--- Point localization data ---

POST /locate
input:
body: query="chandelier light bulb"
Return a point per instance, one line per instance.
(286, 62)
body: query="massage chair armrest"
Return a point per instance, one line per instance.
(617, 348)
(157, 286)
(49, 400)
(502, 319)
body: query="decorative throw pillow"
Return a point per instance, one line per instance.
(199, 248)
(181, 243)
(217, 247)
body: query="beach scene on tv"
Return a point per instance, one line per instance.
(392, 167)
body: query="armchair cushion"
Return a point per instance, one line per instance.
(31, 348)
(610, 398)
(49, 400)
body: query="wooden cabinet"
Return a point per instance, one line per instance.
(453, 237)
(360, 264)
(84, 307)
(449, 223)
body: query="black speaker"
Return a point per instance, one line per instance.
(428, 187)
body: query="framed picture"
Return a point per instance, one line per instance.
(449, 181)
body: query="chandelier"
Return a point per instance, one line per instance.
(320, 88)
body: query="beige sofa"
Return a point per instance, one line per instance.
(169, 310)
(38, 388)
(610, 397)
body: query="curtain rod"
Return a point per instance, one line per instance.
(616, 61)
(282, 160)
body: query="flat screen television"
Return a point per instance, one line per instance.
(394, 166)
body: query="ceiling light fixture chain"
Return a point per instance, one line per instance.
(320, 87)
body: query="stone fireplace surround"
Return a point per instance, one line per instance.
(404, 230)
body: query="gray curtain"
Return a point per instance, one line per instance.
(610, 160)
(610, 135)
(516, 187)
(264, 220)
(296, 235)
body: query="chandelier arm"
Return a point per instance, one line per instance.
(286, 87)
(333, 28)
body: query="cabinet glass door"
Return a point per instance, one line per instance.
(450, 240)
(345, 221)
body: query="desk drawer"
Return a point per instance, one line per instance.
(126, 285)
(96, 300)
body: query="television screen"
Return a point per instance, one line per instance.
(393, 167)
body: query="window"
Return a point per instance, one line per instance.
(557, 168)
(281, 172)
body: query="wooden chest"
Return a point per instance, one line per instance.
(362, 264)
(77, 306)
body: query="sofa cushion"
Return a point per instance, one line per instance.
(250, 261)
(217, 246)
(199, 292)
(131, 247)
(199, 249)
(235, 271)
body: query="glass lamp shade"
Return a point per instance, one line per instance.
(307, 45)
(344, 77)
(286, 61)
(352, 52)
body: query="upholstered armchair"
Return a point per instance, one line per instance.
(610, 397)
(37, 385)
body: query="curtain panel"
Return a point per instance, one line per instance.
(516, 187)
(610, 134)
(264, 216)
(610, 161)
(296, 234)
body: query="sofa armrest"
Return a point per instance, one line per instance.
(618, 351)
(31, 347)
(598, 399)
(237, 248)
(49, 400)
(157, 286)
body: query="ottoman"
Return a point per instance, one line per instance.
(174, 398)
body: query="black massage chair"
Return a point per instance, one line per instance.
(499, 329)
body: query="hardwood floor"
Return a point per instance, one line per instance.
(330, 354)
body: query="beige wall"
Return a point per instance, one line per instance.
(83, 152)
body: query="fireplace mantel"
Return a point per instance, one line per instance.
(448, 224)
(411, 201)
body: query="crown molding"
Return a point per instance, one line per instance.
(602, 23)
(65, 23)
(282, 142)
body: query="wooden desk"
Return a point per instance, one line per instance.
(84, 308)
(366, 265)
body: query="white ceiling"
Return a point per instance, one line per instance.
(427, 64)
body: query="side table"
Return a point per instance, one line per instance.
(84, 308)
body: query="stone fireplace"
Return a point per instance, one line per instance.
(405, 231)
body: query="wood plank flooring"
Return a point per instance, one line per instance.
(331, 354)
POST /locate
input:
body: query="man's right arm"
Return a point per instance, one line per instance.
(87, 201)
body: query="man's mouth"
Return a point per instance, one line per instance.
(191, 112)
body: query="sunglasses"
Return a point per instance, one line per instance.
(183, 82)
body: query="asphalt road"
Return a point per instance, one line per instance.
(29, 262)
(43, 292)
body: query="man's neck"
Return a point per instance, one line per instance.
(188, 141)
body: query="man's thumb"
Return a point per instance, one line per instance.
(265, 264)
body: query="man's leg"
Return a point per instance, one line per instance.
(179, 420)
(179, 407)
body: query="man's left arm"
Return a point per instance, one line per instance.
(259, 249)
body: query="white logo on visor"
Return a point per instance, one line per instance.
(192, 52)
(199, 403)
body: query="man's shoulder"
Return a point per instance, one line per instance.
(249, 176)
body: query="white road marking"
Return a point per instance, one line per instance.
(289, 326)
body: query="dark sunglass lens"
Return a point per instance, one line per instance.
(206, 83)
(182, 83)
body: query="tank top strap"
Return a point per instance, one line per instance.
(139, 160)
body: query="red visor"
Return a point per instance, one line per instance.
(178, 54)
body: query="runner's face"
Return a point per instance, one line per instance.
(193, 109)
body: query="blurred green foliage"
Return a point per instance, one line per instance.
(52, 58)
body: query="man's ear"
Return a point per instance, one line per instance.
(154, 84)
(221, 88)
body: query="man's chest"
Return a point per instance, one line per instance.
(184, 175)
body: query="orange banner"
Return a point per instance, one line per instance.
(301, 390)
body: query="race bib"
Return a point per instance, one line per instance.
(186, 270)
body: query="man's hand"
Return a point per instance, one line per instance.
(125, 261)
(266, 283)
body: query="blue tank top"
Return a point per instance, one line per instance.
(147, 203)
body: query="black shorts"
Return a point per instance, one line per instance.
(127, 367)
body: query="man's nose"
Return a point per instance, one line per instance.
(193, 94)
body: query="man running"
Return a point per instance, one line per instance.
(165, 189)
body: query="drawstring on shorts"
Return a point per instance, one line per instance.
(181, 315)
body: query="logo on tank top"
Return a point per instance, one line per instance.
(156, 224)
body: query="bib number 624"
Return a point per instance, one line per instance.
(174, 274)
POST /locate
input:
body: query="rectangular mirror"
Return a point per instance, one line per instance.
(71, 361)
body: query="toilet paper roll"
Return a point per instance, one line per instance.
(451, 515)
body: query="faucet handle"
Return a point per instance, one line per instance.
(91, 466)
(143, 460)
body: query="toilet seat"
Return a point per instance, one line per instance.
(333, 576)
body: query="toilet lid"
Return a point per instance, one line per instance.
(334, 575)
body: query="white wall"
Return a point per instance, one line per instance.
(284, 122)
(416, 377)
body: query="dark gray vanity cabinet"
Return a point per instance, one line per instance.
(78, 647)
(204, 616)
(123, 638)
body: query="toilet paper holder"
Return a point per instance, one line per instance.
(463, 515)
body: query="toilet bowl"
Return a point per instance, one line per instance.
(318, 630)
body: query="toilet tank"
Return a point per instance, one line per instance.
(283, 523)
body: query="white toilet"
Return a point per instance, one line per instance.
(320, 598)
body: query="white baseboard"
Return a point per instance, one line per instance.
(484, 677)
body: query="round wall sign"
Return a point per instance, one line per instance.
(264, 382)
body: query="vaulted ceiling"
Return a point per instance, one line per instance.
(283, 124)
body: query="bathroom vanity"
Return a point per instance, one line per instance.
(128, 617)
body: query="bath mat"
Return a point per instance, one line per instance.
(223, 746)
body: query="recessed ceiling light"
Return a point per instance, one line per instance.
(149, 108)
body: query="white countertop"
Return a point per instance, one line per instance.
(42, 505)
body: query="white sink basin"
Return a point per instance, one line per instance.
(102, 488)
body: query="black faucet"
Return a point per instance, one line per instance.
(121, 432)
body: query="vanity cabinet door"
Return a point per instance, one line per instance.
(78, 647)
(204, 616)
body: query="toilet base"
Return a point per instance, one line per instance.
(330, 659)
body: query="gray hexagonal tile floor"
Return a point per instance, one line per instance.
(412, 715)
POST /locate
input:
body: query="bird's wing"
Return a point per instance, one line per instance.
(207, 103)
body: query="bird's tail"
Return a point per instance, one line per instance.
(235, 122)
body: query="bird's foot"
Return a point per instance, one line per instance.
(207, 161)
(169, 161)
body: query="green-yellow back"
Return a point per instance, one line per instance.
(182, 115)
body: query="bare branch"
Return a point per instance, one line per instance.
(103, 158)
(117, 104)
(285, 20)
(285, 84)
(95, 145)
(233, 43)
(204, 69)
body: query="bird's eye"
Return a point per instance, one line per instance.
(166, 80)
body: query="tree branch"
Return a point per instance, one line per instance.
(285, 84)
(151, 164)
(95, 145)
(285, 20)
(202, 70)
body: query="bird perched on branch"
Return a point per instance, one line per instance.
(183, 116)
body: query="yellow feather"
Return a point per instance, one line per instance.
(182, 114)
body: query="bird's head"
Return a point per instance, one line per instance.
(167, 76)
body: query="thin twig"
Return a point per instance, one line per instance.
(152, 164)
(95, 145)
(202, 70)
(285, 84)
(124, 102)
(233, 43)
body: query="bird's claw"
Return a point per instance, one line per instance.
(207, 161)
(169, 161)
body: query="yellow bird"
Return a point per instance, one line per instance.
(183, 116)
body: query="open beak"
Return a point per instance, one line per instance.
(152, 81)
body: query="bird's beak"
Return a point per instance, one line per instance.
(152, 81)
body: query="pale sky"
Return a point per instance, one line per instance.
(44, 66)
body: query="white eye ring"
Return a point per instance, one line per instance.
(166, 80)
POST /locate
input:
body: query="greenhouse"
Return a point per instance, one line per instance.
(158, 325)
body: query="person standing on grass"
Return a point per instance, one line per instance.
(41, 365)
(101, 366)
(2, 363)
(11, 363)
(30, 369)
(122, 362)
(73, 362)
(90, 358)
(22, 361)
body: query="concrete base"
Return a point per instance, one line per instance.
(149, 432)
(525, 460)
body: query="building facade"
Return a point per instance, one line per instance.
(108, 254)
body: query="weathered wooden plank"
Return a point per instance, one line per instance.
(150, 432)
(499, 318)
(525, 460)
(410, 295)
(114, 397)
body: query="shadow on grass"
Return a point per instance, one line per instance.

--- WHAT IS EXPECTED ---
The answer must be every line of the records that contains the word "shorts".

--- EXERCISE RESPONSE ---
body: query="black shorts"
body: query="drawstring on shorts"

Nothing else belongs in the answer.